| Saved data entries |
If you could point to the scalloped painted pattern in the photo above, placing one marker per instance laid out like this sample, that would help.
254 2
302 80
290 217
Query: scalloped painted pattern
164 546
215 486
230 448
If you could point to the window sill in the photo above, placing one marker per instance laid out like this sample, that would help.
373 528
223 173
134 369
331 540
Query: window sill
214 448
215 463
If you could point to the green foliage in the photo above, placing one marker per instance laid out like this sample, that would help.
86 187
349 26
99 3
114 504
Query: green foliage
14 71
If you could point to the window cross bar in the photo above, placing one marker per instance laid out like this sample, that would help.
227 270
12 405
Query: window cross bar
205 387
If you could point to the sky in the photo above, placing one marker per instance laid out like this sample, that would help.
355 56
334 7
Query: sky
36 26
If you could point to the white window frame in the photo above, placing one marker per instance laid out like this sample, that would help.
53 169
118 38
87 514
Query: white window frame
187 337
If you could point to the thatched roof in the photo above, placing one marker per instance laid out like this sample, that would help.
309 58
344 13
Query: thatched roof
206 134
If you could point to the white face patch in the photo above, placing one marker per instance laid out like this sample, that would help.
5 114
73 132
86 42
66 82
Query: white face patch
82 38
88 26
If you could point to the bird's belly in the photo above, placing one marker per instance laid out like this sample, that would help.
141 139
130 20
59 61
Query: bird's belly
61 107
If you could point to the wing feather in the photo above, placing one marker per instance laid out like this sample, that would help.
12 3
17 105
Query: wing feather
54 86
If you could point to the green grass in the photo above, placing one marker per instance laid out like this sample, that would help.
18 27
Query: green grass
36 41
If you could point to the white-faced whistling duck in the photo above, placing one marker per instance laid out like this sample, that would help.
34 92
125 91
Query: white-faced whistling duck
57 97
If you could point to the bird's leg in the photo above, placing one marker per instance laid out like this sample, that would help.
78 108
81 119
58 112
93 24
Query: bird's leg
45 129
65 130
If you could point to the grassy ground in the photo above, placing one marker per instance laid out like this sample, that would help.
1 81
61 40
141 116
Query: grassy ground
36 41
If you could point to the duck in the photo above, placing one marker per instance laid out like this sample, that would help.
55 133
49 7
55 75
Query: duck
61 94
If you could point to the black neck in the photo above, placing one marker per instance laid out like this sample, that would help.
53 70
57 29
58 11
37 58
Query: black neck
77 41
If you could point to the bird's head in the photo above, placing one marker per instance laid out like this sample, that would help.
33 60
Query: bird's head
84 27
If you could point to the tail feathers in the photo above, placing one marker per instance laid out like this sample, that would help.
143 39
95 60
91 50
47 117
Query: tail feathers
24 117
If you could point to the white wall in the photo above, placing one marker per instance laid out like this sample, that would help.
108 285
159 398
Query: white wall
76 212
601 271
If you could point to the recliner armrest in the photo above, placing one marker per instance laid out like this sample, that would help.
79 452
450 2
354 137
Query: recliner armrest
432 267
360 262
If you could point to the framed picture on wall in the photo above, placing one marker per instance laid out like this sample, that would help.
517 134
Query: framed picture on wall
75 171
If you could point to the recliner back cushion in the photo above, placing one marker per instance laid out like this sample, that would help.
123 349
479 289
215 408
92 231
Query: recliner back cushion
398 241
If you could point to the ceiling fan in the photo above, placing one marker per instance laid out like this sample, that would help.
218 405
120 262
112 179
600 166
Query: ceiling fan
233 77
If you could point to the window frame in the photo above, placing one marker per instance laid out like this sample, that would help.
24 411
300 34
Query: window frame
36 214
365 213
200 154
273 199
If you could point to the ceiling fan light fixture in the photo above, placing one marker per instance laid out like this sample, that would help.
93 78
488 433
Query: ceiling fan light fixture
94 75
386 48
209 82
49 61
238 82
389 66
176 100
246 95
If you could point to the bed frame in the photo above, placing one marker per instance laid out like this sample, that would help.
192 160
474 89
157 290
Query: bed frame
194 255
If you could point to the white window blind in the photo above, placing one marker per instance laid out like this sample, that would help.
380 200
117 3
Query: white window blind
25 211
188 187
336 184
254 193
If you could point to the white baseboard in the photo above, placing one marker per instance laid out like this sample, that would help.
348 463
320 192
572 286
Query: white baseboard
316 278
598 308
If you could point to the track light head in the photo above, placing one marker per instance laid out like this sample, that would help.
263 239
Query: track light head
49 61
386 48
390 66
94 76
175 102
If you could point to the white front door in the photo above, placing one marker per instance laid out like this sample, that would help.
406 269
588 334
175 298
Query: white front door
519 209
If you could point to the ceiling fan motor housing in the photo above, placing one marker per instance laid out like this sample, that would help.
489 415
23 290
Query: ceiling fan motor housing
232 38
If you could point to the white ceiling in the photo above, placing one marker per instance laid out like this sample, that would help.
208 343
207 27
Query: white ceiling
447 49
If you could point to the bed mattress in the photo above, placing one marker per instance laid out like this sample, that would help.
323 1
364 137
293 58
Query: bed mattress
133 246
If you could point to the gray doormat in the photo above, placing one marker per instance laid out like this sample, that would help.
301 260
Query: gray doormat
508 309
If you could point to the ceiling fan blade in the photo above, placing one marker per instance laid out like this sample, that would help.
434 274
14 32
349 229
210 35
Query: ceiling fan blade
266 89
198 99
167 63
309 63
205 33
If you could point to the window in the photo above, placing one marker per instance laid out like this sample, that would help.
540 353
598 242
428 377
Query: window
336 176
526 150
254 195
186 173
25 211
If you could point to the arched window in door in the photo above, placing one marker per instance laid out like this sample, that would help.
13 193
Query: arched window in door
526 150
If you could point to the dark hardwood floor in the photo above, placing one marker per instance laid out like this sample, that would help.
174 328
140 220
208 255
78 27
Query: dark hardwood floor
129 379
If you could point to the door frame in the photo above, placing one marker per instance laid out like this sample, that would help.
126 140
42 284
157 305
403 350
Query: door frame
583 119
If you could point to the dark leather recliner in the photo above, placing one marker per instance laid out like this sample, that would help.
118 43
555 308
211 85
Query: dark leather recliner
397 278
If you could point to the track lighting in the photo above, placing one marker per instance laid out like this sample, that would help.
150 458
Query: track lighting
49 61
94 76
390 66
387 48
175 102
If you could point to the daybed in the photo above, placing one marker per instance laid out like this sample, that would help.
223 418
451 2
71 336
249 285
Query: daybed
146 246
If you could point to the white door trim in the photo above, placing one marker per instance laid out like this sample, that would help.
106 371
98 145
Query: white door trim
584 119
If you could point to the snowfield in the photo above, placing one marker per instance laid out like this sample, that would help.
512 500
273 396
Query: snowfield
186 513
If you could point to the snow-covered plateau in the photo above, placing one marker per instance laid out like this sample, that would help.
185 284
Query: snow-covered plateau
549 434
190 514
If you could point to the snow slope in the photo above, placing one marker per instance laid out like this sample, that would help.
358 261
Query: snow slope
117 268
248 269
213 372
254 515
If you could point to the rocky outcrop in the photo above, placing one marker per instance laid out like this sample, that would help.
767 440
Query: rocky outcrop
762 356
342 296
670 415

| Aim |
Nothing outside the span should appear: transcribe the lines from the one containing "If you could point to the white door" through the last line of the records.

| Written answer |
If you could point to the white door trim in the photo above, placing one marker per instance laid out like this sample, that would help.
106 371
98 145
Query: white door trim
584 119
If you could point to the snowfield in the photo above, placing one marker per instance laid out like this sample, that would help.
512 500
273 396
Query: snowfield
186 513
If you could point to the snow-covered plateau in the photo above, placing one marker per instance laid out like this sample, that would help.
185 284
Query: snow-covered plateau
549 434
190 514
If you could point to the snow slope in the photo above, placing one marker per instance laid out like this sample, that would help.
358 261
Query: snow slope
117 268
248 269
213 372
254 515
If you could point to the rocky outcrop in the photo above, placing one marker per instance laid out like this sample, that would help.
767 440
Query: rocky outcrop
762 356
342 296
670 415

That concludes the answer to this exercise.